What to produce:
Find each line of the data below that contains the string "window", and copy those lines.

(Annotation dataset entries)

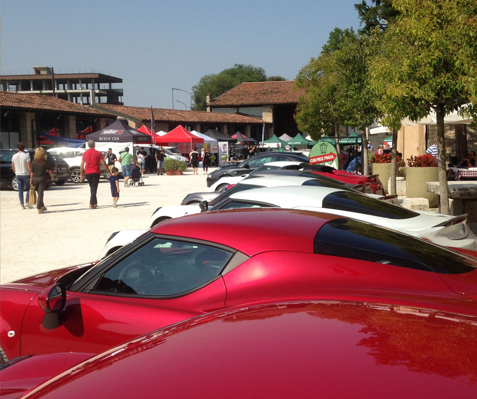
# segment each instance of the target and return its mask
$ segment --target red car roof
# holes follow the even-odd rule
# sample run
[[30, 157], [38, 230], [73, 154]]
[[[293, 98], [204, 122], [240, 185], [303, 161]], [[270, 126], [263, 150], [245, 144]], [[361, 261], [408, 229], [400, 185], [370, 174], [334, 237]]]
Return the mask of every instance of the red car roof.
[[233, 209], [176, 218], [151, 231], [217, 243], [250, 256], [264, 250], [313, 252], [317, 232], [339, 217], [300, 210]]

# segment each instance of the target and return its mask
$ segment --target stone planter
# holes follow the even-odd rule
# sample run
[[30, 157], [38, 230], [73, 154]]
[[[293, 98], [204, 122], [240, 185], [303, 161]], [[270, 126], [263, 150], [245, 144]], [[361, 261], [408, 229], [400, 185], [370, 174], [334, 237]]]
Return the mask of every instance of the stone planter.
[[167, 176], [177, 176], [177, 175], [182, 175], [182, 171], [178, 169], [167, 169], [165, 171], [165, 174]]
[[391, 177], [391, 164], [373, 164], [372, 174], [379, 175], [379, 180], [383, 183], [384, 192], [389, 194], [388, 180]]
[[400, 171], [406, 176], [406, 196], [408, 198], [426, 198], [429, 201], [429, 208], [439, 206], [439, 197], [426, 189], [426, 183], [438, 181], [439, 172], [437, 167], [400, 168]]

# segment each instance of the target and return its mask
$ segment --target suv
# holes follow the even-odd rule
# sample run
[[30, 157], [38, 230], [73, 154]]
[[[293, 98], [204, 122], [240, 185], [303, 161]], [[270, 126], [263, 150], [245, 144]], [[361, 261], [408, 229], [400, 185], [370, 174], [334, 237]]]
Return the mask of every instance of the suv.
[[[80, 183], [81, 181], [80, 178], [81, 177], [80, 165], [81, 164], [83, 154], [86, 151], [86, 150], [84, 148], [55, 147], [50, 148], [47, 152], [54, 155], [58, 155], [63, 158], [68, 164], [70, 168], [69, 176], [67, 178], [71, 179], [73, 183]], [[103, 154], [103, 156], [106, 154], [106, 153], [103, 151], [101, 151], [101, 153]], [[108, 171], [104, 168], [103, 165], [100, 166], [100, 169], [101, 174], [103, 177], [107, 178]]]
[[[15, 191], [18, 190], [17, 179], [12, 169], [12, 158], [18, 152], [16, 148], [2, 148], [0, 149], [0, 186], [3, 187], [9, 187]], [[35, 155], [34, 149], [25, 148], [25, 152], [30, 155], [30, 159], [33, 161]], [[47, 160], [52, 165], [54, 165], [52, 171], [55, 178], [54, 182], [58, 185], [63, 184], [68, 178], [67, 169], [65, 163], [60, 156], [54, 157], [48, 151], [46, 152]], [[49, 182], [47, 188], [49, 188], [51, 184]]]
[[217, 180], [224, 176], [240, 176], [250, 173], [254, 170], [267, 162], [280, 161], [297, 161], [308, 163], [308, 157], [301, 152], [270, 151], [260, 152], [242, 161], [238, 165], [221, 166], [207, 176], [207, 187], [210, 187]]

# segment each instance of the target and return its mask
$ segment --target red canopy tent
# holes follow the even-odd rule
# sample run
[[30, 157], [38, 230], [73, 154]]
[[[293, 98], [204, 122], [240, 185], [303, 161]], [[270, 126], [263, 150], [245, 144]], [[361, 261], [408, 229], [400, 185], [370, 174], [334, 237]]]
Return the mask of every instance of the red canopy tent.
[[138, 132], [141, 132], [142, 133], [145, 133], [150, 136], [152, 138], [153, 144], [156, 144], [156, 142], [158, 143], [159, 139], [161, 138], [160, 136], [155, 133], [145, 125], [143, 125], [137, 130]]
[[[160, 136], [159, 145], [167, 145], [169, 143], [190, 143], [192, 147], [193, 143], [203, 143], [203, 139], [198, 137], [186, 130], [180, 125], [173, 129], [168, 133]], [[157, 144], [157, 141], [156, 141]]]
---
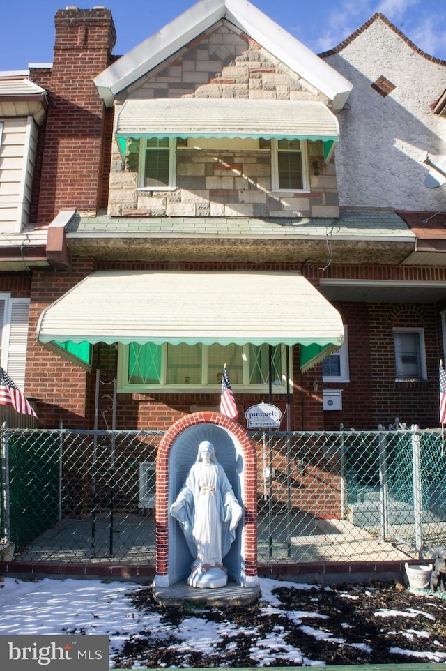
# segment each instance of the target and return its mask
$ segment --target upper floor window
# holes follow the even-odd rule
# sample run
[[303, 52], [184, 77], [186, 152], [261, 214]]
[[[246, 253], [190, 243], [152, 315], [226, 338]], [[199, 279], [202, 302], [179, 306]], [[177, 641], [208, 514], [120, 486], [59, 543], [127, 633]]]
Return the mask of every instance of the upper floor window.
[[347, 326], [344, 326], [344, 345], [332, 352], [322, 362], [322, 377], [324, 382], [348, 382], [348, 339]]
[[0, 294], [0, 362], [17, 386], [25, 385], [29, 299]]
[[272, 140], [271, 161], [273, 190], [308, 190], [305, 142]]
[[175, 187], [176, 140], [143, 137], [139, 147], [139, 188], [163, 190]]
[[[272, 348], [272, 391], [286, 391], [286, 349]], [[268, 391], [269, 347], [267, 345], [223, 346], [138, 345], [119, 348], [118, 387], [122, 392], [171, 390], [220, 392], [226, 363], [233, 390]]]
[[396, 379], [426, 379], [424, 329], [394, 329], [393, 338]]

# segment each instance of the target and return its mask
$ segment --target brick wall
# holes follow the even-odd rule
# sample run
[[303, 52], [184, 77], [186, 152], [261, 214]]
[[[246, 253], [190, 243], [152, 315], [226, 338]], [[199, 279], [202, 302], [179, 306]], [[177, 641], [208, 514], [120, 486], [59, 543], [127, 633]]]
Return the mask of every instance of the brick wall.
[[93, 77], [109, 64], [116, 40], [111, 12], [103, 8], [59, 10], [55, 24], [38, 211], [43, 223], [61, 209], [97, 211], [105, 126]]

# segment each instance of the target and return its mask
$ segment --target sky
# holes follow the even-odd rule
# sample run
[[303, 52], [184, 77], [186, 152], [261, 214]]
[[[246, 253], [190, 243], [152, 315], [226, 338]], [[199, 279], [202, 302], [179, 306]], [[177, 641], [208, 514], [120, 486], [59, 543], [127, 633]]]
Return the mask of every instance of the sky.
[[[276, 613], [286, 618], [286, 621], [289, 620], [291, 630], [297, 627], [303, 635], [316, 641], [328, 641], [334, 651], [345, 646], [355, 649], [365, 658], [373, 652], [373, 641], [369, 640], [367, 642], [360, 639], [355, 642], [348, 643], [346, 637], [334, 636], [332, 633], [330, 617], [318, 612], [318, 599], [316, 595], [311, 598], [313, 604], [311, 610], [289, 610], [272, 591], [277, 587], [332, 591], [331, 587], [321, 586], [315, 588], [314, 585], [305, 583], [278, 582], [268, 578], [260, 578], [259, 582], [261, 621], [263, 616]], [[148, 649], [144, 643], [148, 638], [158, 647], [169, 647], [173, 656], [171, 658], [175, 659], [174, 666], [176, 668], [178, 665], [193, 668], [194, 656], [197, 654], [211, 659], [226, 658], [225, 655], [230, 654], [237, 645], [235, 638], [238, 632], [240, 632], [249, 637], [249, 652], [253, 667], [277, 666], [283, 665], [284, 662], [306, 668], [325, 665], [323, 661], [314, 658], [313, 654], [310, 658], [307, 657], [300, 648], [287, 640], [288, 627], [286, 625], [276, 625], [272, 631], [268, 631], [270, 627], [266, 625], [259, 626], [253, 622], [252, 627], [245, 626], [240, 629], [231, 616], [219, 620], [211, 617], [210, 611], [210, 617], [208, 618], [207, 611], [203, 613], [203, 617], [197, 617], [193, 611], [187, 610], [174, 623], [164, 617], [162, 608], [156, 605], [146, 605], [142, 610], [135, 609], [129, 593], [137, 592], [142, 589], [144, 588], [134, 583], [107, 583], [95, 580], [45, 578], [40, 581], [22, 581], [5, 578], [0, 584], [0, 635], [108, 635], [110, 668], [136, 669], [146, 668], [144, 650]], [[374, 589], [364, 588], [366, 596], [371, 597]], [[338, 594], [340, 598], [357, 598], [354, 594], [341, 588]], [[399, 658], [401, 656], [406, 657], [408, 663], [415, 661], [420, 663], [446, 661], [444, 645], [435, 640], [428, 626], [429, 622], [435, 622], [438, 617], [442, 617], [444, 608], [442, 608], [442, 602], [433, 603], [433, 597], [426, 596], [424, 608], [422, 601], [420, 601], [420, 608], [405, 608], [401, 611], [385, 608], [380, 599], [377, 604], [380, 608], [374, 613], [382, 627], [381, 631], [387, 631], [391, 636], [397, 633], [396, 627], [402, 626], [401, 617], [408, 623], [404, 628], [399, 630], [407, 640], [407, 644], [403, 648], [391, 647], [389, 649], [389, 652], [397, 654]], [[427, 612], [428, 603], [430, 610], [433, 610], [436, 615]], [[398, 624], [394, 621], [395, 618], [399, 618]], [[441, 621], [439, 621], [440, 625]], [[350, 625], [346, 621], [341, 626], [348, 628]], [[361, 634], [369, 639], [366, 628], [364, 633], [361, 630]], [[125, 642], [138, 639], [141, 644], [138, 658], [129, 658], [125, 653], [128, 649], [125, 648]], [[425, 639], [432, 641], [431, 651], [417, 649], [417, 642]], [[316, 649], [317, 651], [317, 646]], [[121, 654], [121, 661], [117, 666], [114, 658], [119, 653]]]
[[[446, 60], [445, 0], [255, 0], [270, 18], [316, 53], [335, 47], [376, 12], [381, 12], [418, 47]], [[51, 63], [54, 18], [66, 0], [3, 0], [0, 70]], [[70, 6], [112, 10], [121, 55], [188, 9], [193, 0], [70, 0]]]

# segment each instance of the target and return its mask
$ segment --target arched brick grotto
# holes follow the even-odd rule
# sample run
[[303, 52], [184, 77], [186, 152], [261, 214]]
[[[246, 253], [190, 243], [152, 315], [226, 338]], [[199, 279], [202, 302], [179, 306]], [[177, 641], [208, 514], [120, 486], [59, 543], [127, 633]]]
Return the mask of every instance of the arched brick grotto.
--
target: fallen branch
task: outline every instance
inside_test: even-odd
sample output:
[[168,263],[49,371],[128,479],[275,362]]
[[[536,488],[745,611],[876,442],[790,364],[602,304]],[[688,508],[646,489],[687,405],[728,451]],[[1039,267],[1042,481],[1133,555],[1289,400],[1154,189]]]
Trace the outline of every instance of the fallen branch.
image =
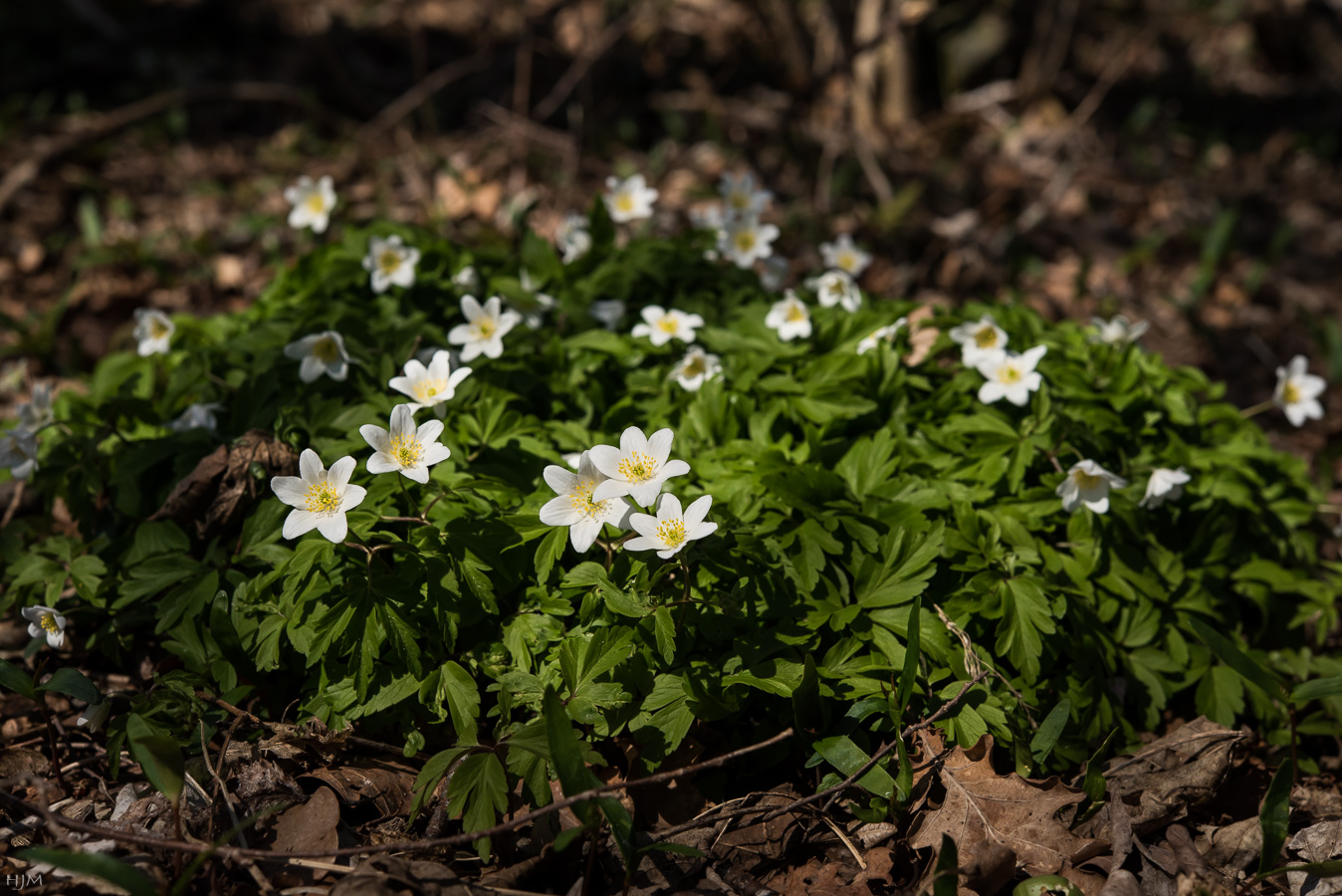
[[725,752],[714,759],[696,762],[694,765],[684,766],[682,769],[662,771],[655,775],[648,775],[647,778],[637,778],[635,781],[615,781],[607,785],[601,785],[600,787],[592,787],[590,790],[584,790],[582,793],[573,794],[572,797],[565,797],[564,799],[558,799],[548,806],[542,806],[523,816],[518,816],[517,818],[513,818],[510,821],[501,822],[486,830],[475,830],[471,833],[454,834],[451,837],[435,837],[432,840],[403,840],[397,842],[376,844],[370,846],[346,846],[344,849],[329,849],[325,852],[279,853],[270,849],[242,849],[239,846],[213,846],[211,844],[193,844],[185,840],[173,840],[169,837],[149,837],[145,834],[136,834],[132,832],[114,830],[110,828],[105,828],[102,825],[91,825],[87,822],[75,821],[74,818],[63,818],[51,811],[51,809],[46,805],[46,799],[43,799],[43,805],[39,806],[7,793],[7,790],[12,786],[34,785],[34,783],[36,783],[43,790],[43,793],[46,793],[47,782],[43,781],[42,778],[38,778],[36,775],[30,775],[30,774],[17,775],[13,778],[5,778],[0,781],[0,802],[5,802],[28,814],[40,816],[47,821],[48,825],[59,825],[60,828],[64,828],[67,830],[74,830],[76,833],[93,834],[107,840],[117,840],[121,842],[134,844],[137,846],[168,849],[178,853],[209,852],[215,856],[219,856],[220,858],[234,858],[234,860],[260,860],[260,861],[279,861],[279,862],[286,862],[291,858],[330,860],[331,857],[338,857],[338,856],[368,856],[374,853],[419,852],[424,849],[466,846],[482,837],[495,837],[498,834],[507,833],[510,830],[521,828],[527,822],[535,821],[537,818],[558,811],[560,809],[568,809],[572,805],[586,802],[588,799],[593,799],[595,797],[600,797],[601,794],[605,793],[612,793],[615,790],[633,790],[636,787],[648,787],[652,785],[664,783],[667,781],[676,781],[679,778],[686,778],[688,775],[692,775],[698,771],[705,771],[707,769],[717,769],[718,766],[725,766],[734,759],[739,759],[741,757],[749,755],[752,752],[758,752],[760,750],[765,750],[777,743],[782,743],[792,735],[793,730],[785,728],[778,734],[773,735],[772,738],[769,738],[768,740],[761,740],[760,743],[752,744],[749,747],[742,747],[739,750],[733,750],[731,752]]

Reply:
$ segment --target upper floor window
Return the mask of every instance of the upper floor window.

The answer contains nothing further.